KUTIPAN TEKS

====================

Ada enam dorongan dan kekuatan negatif yang dalam kehidupan
manusia perlu dikendalikan, yang disebut sadripu,
yaitu:
1. Krodha: amarah (anger), emosi tidak terkendali (uncontrolled emotion);
2. Kama: nafsu (lust), keinginan (desire);
3. Mada: kemabukan
(drunkenness);
4. Matsarya:
serakah (covetous), dendam (grudge), iri hati (jealousy);
5. Lobha: rakus (rapacious), tamak (avarice, acquisitive); dan
6. Moha:
kebingungan (bewilderment, confusion).

====================

DATA LATIHAN
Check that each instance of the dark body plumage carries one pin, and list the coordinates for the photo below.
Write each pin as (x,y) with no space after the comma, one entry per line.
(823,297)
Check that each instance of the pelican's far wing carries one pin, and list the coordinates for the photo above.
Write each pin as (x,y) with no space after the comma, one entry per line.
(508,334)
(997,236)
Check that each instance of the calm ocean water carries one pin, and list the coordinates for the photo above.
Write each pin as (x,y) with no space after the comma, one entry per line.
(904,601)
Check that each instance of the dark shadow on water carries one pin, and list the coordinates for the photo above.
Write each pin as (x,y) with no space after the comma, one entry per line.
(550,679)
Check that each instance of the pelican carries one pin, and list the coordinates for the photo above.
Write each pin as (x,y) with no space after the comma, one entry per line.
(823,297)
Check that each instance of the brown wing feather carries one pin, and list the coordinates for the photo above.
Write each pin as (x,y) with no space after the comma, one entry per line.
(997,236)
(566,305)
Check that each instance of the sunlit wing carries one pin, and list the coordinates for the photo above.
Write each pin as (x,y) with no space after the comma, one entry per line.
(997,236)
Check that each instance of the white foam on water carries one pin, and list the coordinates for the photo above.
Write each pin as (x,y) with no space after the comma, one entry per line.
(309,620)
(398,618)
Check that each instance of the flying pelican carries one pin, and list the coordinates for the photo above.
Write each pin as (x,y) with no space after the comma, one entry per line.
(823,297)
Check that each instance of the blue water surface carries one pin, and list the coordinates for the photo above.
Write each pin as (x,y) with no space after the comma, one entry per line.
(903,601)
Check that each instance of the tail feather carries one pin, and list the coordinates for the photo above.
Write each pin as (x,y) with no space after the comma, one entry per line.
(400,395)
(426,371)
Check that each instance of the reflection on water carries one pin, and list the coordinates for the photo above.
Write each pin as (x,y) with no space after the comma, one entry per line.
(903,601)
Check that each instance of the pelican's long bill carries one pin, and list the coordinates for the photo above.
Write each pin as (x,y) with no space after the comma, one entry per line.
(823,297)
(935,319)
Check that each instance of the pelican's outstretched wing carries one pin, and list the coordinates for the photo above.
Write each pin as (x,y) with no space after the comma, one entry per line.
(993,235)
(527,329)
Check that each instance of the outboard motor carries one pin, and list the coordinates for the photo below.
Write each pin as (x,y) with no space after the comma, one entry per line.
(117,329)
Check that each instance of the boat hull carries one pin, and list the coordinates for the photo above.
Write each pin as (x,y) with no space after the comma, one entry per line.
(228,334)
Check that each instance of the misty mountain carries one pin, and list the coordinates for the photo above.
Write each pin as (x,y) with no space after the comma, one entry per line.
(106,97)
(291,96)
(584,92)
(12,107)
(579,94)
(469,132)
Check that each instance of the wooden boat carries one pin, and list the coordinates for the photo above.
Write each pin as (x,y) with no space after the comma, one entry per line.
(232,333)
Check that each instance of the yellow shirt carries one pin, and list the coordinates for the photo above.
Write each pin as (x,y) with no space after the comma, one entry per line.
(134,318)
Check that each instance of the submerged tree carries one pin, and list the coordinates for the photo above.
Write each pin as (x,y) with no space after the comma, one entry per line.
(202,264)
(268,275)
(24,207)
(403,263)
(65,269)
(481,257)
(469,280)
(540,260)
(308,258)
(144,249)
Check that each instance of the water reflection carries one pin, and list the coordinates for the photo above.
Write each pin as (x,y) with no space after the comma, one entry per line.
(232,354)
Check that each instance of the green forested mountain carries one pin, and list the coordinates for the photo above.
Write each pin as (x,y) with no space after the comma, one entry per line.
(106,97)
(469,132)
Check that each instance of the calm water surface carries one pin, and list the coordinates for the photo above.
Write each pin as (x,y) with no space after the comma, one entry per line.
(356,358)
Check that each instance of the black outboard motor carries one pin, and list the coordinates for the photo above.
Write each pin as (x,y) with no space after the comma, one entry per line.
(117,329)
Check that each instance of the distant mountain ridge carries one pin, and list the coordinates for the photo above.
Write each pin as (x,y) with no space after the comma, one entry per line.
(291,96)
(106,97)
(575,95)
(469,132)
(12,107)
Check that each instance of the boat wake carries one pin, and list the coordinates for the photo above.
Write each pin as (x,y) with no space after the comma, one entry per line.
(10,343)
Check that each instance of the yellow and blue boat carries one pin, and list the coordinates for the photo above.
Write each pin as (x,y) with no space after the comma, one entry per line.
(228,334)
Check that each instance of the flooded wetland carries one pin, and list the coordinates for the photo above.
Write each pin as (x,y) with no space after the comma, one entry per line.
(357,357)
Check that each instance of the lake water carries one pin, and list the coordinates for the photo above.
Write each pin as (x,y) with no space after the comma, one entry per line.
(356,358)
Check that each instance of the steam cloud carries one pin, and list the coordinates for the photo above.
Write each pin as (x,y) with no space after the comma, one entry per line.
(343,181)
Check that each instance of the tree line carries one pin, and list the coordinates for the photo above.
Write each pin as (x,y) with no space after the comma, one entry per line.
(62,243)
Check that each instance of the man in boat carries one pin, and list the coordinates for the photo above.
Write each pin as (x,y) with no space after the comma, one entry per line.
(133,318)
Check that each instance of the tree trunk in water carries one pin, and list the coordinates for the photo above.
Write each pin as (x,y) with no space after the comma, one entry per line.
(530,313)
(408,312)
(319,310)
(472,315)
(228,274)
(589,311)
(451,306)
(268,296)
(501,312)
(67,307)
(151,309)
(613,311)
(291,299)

====================

PETUNJUK TUGAS A
Salin bagian teks tentang sadripu, mulai dari kata-kata "Ada enam dorongan" dan berhenti setelah kata-kata "kebingungan (bewilderment, confusion).".
PETUNJUK TUGAS B
Tulis lagi baris-baris entri, mulai dari baris yang memuat "Check that each instance of the lake" sampai baris terakhir entri, kedua ujungnya ikut.
Teks tentang sadripu dan entri-entri itu tidak ada hubungannya satu sama lain.

JAWABAN YANG DIHARAPKAN A
Ada enam dorongan dan kekuatan negatif yang dalam kehidupan
manusia perlu dikendalikan, yang disebut sadripu,
yaitu:
1. Krodha: amarah (anger), emosi tidak terkendali (uncontrolled emotion);
2. Kama: nafsu (lust), keinginan (desire);
3. Mada: kemabukan
(drunkenness);
4. Matsarya:
serakah (covetous), dendam (grudge), iri hati (jealousy);
5. Lobha: rakus (rapacious), tamak (avarice, acquisitive); dan
6. Moha:
kebingungan (bewilderment, confusion).

JAWABAN YANG DIHARAPKAN B
Check that each instance of the lake water carries one pin, and list the coordinates for the photo above.
Write each pin as (x,y) with no space after the comma, one entry per line.
(356,358)
Check that each instance of the steam cloud carries one pin, and list the coordinates for the photo above.
Write each pin as (x,y) with no space after the comma, one entry per line.
(343,181)
Check that each instance of the tree line carries one pin, and list the coordinates for the photo above.
Write each pin as (x,y) with no space after the comma, one entry per line.
(62,243)
Check that each instance of the man in boat carries one pin, and list the coordinates for the photo above.
Write each pin as (x,y) with no space after the comma, one entry per line.
(133,318)
Check that each instance of the tree trunk in water carries one pin, and list the coordinates for the photo above.
Write each pin as (x,y) with no space after the comma, one entry per line.
(530,313)
(408,312)
(319,310)
(472,315)
(228,274)
(589,311)
(451,306)
(268,296)
(501,312)
(67,307)
(151,309)
(613,311)
(291,299)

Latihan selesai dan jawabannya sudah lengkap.